- _Request_
Reformat every row below into a numbered list, omitting blank lines.

╭──

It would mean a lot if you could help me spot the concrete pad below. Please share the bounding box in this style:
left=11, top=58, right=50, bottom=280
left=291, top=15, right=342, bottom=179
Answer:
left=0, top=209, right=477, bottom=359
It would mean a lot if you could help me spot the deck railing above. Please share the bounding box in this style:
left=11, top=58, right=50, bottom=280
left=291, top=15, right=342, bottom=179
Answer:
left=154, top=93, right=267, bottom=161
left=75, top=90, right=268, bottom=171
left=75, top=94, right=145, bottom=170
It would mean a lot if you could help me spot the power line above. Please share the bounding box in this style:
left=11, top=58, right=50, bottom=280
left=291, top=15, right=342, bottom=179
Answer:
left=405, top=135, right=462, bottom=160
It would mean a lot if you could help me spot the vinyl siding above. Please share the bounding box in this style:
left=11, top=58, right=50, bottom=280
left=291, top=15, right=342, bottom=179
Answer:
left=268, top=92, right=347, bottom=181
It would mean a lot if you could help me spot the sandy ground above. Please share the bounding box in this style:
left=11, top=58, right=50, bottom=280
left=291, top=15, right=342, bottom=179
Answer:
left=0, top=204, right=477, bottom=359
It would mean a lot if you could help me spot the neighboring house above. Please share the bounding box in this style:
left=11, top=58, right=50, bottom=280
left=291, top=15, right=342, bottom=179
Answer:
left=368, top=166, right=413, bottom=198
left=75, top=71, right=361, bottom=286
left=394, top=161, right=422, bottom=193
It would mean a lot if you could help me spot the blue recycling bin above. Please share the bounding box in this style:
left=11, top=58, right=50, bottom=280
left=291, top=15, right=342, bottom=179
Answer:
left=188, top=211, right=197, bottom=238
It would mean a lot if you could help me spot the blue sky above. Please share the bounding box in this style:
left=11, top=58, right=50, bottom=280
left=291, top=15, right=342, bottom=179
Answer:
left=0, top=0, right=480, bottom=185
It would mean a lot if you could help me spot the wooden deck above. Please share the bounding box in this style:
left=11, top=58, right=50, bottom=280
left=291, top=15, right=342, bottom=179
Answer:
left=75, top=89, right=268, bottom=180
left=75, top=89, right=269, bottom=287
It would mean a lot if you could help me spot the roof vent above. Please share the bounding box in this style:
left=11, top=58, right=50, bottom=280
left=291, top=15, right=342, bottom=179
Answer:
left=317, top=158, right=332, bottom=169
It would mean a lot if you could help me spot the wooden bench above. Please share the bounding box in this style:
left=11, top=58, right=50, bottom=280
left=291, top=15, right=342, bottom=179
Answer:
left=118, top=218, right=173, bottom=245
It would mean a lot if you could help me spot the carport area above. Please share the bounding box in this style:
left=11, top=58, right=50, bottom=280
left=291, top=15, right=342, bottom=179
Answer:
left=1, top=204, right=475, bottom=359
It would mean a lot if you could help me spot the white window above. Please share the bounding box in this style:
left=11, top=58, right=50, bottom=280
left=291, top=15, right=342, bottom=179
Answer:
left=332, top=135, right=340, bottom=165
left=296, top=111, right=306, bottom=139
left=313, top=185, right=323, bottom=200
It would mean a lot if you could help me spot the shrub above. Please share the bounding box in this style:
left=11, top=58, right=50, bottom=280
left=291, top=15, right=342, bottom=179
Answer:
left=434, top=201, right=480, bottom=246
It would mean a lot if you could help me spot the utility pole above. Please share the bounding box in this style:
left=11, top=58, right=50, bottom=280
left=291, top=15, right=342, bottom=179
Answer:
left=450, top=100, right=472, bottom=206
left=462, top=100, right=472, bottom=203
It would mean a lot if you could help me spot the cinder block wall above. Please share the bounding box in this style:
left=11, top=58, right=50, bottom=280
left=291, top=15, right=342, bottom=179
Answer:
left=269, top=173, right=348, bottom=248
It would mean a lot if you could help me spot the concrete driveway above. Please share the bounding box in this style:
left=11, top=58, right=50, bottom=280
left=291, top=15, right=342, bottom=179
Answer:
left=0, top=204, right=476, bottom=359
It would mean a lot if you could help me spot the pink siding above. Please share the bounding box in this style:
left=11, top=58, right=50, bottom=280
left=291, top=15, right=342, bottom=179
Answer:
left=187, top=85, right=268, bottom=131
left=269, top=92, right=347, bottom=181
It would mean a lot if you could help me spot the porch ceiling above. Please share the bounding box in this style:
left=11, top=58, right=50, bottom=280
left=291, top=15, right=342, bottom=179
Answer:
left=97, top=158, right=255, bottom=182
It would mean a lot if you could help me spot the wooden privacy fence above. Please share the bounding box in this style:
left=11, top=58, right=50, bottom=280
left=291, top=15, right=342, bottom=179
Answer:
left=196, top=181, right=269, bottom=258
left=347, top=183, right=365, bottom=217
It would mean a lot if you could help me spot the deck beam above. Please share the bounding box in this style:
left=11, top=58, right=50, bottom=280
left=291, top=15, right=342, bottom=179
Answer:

╰──

- _Solved exercise_
1. It would mean a lot if you could help me spot the concrete pad below. Please share the bounding box in this style:
2. left=11, top=58, right=50, bottom=280
3. left=291, top=15, right=342, bottom=179
4. Answer:
5. left=0, top=209, right=477, bottom=359
6. It would mean a lot if you could help me spot the deck railing above. Please share the bounding box in this style:
7. left=11, top=58, right=50, bottom=280
8. left=291, top=15, right=342, bottom=179
9. Answer:
10. left=154, top=93, right=267, bottom=161
11. left=75, top=90, right=268, bottom=171
12. left=75, top=94, right=145, bottom=170
13. It would mean a lot if you could help me spot the power line above. Please share the bounding box in this style:
14. left=11, top=58, right=50, bottom=280
15. left=291, top=15, right=342, bottom=179
16. Answer:
17. left=405, top=135, right=462, bottom=160
18. It would mean a lot if you could help me spot the vinyl siding above. Please share the bounding box in this style:
19. left=11, top=58, right=50, bottom=280
20. left=291, top=15, right=342, bottom=179
21. Answer:
22. left=268, top=92, right=347, bottom=181
23. It would mean a lot if you could help me spot the sandy ground above. Please share the bounding box in this style:
24. left=11, top=58, right=50, bottom=280
25. left=291, top=15, right=342, bottom=179
26. Answer:
27. left=0, top=204, right=477, bottom=359
28. It would mean a lot if you could help me spot the neighboring house above. Please share the bounding box in this style:
29. left=11, top=58, right=50, bottom=280
30. left=291, top=15, right=342, bottom=179
31. Answer:
32. left=368, top=166, right=413, bottom=198
33. left=75, top=71, right=361, bottom=286
34. left=394, top=161, right=422, bottom=193
35. It would mean a lot if you could help me spot the blue recycling bin above. Please share the bounding box in this style:
36. left=11, top=58, right=50, bottom=280
37. left=291, top=15, right=342, bottom=179
38. Answer:
39. left=188, top=211, right=197, bottom=238
40. It would mean a lot if you could help me spot the blue sky above. Please share the bounding box in this style:
41. left=11, top=58, right=50, bottom=280
42. left=291, top=15, right=342, bottom=179
43. Answer:
44. left=0, top=0, right=480, bottom=185
45. It would mean a lot if you could help me spot the wooden deck above. Please share the bounding box in this style:
46. left=11, top=58, right=50, bottom=280
47. left=291, top=15, right=342, bottom=179
48. Answer:
49. left=75, top=89, right=268, bottom=180
50. left=75, top=89, right=269, bottom=287
51. It would mean a lot if you could help me spot the roof vent above. Please share the bounding box in this style:
52. left=11, top=58, right=50, bottom=280
53. left=291, top=15, right=342, bottom=179
54. Answer:
55. left=317, top=158, right=332, bottom=169
56. It would mean a lot if you could help me spot the wooden bench above. Please share the bounding box in this style:
57. left=11, top=58, right=50, bottom=280
58. left=291, top=15, right=342, bottom=179
59. Answer:
60. left=118, top=218, right=173, bottom=245
61. It would mean a lot if you could help me spot the carport area above. Please share the bounding box in this style:
62. left=11, top=58, right=50, bottom=280
63. left=291, top=15, right=342, bottom=179
64. Answer:
65. left=1, top=204, right=475, bottom=359
66. It would mean a lot if you could help me spot the white window above. Please share the bounding box in this style:
67. left=11, top=58, right=50, bottom=280
68. left=291, top=15, right=342, bottom=179
69. Answer:
70. left=332, top=135, right=340, bottom=165
71. left=296, top=111, right=306, bottom=139
72. left=313, top=185, right=323, bottom=200
73. It would mean a lot if you could help me spot the shrub above. Please share the bounding box in this style:
74. left=11, top=58, right=50, bottom=280
75. left=291, top=15, right=342, bottom=179
76. Answer:
77. left=434, top=201, right=480, bottom=246
78. It would mean a lot if you could help me spot the utility pole above. Please share the bounding box in this style:
79. left=11, top=58, right=50, bottom=280
80. left=291, top=15, right=342, bottom=179
81. Answer:
82. left=450, top=100, right=472, bottom=206
83. left=462, top=100, right=472, bottom=203
84. It would mean a lot if you could help me spot the cinder block wall above. Please share the bounding box in this style:
85. left=11, top=58, right=50, bottom=280
86. left=291, top=15, right=342, bottom=179
87. Answer:
88. left=269, top=173, right=348, bottom=248
89. It would mean a lot if you could help me spot the concrete driveway above. Please share the bounding box in this style:
90. left=11, top=58, right=50, bottom=280
91. left=291, top=15, right=342, bottom=179
92. Answer:
93. left=0, top=204, right=476, bottom=359
94. It would mean a lot if you could help me spot the pink siding above. Please share the bounding box in this style:
95. left=11, top=58, right=50, bottom=280
96. left=291, top=15, right=342, bottom=179
97. Answer:
98. left=187, top=85, right=268, bottom=131
99. left=269, top=92, right=347, bottom=181
100. It would mean a lot if you could help me spot the porch ceiling above. Please share the bounding box in this style:
101. left=11, top=58, right=50, bottom=280
102. left=291, top=15, right=342, bottom=179
103. Answer:
104. left=97, top=158, right=255, bottom=182
105. It would mean a lot if you could help me spot the wooden privacy fence above. Please share the bounding box in this style:
106. left=11, top=58, right=50, bottom=280
107. left=291, top=15, right=342, bottom=179
108. Answer:
109. left=196, top=181, right=269, bottom=258
110. left=347, top=183, right=365, bottom=217
111. It would mean a lot if you could help me spot the deck beam above. Please share the bounding box in this style:
112. left=11, top=58, right=50, bottom=280
113. left=291, top=15, right=342, bottom=179
114. Answer:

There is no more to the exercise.